Problem to solve:
Write the records out again, precisely as they stand.

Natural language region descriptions
:::
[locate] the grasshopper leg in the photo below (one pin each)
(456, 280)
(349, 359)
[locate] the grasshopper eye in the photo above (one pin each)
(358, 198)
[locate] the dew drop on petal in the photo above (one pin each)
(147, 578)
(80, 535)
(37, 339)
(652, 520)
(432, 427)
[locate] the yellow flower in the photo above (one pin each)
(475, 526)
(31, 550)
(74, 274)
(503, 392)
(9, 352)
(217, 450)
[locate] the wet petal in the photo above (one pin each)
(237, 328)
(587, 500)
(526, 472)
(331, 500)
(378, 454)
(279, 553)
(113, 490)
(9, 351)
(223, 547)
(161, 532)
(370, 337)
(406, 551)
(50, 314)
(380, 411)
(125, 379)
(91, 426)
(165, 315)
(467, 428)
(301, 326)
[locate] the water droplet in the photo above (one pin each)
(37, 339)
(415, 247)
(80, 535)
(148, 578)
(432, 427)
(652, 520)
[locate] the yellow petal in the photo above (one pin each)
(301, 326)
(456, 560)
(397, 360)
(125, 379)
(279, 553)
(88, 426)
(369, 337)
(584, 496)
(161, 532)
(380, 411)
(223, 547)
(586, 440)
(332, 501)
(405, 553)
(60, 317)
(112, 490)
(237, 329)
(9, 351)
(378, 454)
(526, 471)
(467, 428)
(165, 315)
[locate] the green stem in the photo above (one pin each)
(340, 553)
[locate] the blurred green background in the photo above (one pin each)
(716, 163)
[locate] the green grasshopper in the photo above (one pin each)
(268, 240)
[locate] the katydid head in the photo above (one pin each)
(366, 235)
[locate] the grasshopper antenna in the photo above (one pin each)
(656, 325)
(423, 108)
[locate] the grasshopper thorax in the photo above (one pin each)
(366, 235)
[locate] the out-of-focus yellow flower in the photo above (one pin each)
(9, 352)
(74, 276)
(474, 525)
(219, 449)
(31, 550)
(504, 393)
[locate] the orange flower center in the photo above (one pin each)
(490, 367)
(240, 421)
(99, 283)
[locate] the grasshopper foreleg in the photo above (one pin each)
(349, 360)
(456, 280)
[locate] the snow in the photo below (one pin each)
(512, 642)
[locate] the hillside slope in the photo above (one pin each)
:::
Answer to the problem:
[locate] the grasshopper leg in the photo below (one pin each)
(456, 280)
(349, 359)
[locate] the grasshopper eye in the photo above (one pin each)
(358, 198)
[locate] the dew drop on petal in the photo above (one pin each)
(147, 578)
(80, 535)
(37, 339)
(652, 520)
(432, 427)
[locate] the yellow flower in the photo above (one pin each)
(475, 526)
(31, 550)
(74, 274)
(503, 392)
(9, 352)
(217, 450)
[locate] the wet petal in the photo above (one pin each)
(237, 328)
(587, 500)
(526, 472)
(331, 500)
(378, 454)
(279, 553)
(113, 490)
(9, 351)
(223, 547)
(161, 532)
(370, 337)
(406, 551)
(50, 314)
(380, 411)
(125, 379)
(91, 426)
(165, 315)
(467, 428)
(301, 326)
[locate] the water droplet in the photo above (one pin each)
(37, 339)
(415, 247)
(80, 535)
(148, 578)
(432, 427)
(652, 520)
[locate] the yellow petal in the photo above (one pin each)
(301, 326)
(456, 560)
(397, 360)
(125, 379)
(279, 553)
(88, 426)
(369, 337)
(584, 496)
(161, 532)
(380, 411)
(223, 547)
(586, 440)
(332, 501)
(405, 553)
(60, 317)
(112, 490)
(237, 329)
(9, 351)
(378, 454)
(526, 471)
(467, 428)
(165, 315)
[locate] the green stem in the photo above (one pin each)
(340, 553)
[locate] the blurred green background in the photo above (one pin each)
(716, 163)
[locate] the green grasshopper in the photo above (one pin each)
(268, 240)
[locate] the katydid head in the photo above (one pin each)
(366, 235)
[locate] the grasshopper antenna in the photo above (one pin each)
(656, 325)
(423, 108)
[locate] the grasshopper thorax in the photo above (one pin each)
(366, 235)
[locate] the out-of-focus yellow flower in the photo above (one pin each)
(9, 352)
(74, 276)
(474, 525)
(219, 449)
(31, 550)
(504, 393)
[locate] the orange flower center in the photo above (one pin each)
(490, 367)
(240, 421)
(99, 283)
[locate] the grasshopper foreleg in the photo above (one pin each)
(349, 360)
(456, 280)
[locate] the snow in the photo below (one pin each)
(512, 642)
[locate] the hillside slope in the photo above (one pin each)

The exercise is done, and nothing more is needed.